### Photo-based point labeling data
↓

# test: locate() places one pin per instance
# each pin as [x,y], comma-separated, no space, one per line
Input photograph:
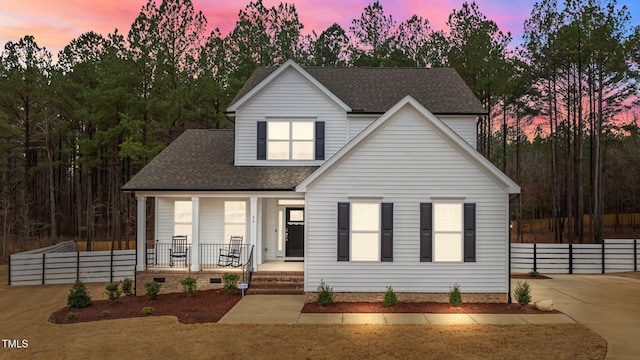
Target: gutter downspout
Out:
[509,299]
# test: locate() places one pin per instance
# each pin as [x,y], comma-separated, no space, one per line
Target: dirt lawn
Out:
[25,311]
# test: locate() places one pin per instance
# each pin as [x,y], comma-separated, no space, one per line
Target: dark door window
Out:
[294,234]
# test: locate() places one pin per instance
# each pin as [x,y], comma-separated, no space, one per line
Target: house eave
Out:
[207,190]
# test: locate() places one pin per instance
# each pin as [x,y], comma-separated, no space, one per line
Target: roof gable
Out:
[261,79]
[443,130]
[376,90]
[202,160]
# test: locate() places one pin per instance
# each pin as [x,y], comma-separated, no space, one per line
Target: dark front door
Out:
[294,234]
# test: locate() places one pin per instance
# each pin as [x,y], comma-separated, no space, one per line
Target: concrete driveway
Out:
[608,305]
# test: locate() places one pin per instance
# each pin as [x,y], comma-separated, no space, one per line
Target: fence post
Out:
[570,258]
[43,261]
[111,266]
[603,256]
[535,256]
[635,256]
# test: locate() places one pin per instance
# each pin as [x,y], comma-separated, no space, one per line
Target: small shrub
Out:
[390,298]
[190,286]
[78,295]
[230,283]
[455,297]
[325,294]
[153,289]
[522,293]
[147,310]
[127,286]
[113,291]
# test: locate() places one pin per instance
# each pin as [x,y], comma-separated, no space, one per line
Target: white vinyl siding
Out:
[288,97]
[406,162]
[235,219]
[182,218]
[463,125]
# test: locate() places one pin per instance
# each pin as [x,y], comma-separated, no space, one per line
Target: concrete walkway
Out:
[608,305]
[285,309]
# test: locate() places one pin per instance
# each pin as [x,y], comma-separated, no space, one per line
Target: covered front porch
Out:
[270,225]
[270,277]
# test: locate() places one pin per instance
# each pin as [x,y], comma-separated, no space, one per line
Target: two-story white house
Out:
[368,177]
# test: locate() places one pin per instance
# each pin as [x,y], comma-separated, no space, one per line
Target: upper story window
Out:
[290,140]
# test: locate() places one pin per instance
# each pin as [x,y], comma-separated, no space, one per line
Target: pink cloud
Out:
[54,23]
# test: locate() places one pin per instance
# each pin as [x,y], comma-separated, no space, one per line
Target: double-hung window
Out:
[290,140]
[365,232]
[447,231]
[281,139]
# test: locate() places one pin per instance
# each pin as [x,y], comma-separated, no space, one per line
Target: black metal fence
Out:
[612,255]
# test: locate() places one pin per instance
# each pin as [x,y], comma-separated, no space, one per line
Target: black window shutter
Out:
[343,231]
[262,140]
[319,140]
[387,232]
[426,232]
[469,232]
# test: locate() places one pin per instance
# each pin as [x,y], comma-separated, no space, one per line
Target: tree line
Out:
[76,129]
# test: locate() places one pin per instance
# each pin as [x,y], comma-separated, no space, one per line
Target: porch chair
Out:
[179,249]
[230,254]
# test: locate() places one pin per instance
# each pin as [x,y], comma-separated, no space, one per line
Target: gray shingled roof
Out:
[376,90]
[201,160]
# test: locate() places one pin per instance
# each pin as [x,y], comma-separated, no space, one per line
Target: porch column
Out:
[195,233]
[253,231]
[141,231]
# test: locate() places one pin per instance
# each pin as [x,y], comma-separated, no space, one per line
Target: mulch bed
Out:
[206,306]
[424,307]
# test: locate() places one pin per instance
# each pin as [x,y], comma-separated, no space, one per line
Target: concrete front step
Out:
[287,291]
[277,282]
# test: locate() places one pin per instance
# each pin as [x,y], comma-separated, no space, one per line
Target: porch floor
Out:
[279,265]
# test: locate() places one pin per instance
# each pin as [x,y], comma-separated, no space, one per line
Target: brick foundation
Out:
[411,297]
[172,279]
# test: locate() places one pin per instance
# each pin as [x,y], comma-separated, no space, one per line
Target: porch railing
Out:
[158,256]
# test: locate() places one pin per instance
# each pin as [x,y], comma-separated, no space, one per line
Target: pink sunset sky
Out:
[54,23]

↑

Print the records word for word and exclude any picture they hold.

# test: locate() places one pin per instance
# each pin as [x,y], comma-separated, no space, one per line
Input photograph:
Target: gutter downspout
Out:
[509,299]
# test: locate() places one pin per instance
# each pin as [x,y], comma-separated, no space, one per line
Target: dirt lawn
Out:
[25,311]
# test: locate() places one pin per instance
# each pin as [x,y], comma-separated, no space, one per line
Target: dark door window
Out:
[294,234]
# test: locate() places one pin per instance
# each pin as [x,y], comma-separated, no space, one per line
Target: house eave
Out:
[207,190]
# test: locate() places one pin per instance
# each pin as [x,y], comma-separated, no space, one per line
Target: roof gable
Out:
[261,79]
[443,130]
[376,90]
[202,160]
# test: locate() places one pin per instance
# each pin as [x,y], comma-separated, no space, one per line
Target: dark front door
Out:
[294,234]
# test: locate() places one pin per instance
# each pin as [x,y], comma-separated, no space, one per line
Target: concrete driveway
Out:
[608,305]
# test: locate() places one pin per instance
# each pin as [x,y], comma-separated, no space, one per line
Target: fence post
Out:
[570,258]
[43,261]
[111,266]
[603,256]
[535,256]
[635,256]
# test: locate() places one pin per instance
# each pin as [x,y], comma-separated, no space, one per line
Target: small shrub
Out:
[390,298]
[190,286]
[78,295]
[230,283]
[455,297]
[325,294]
[153,289]
[522,293]
[147,310]
[127,286]
[113,291]
# test: locate() places one pin per instance
# each pin as [x,y], comma-separated, no space, one per line
Target: white vinyl siding
Out:
[288,97]
[406,162]
[235,219]
[182,218]
[463,125]
# test: locate() places one pin per instance
# each pin as [x,y], comma-separated, no space, one per line
Target: concrete walkway
Out:
[608,305]
[285,309]
# test: locate() places one pin per instance
# each pin as [x,y], comma-separated, no space, one per line
Target: covered front porch
Out:
[270,225]
[270,277]
# test: locate() places one pin per instance
# each pin as [x,y], comma-separated, no space, one per line
Target: two-story white house
Out:
[368,177]
# test: locate() places one pin per instance
# each pin as [x,y], comma-separated, no space, one per line
Target: upper story window
Out:
[290,140]
# test: locate() places one pin per instance
# each pin as [x,y], comma-separated, no space, one per line
Target: pink cloud
Out:
[54,23]
# test: locate() places one pin per instance
# each pin as [x,y], comma-separated, no space, one per line
Target: double-hung window
Out:
[290,140]
[365,232]
[447,231]
[281,139]
# test: locate() places one pin per instance
# each pin as [x,y], comma-separated, no space, one per line
Target: black metal fence
Out:
[612,255]
# test: locate() places one pin per instance
# each pin as [x,y], comma-separated, no space, one per line
Target: black window shutter
Out:
[343,231]
[262,140]
[319,140]
[387,232]
[426,232]
[469,232]
# test: locate() places one pin per instance
# each pin as [x,y], comma-separated, no space, one per line
Target: tree line
Out:
[76,129]
# test: locate() places one pin per instance
# each pin as [x,y], comma-separated, no space, one per line
Target: porch chair
Out:
[179,249]
[230,254]
# test: locate() places one pin per instance
# each pin as [x,y], comma-separated, no space, one per line
Target: gray shingled roof
Out:
[376,90]
[201,160]
# test: locate() places one pin per instance
# each pin as [x,y], comma-separated, no space, one per line
Target: porch column
Out:
[195,233]
[253,231]
[141,231]
# test: locate() places one pin per instance
# each pin as [x,y], comma-separated, no space, one per line
Target: mulch bed
Out:
[206,306]
[424,307]
# test: locate() places one pin per instance
# each pin as [x,y], comma-separated, no space, one per line
Target: concrete front step
Out:
[287,291]
[277,282]
# test: locate() places one pin per instance
# each pin as [x,y], comma-separated, no space, one per line
Target: porch floor
Out:
[279,265]
# test: locate() places one pin per instance
# each pin as [x,y], comma-separated, no space, one per line
Target: brick foundation
Out:
[411,297]
[172,279]
# test: locate() places one pin per instance
# each pin as [x,y], comma-separated, no space, one per line
Target: porch railing
Out:
[158,256]
# test: locate() places one pin per instance
# each pin as [x,y], comma-separated, no space, one per line
Target: pink sunset sky
Out:
[54,23]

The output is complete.